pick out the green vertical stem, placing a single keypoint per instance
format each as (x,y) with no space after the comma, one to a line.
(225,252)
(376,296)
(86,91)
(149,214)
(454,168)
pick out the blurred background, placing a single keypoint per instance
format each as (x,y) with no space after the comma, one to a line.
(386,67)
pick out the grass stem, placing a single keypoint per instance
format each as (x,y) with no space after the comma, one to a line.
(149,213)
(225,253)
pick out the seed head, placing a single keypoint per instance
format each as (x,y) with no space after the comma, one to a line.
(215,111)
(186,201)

...

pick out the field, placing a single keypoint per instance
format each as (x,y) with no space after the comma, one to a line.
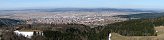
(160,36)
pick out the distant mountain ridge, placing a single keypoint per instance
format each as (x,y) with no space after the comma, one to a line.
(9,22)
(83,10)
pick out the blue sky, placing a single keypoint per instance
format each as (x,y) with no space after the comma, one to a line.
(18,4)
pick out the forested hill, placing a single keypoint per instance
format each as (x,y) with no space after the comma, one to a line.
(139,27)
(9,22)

...

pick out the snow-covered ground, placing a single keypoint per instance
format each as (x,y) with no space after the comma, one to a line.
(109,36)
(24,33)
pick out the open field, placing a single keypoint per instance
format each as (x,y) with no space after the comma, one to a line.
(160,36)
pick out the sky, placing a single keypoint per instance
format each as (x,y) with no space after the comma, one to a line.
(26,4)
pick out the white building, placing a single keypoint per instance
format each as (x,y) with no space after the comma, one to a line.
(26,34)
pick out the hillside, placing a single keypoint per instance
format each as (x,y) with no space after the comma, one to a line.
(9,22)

WHAT TO WORK ON: Locate every line in the records that contains the string "stem" and copy each one out in full.

SOLUTION BELOW:
pick out the green vertical stem, placing a single keypoint per instance
pick out the grass stem, placing a single keypoint per instance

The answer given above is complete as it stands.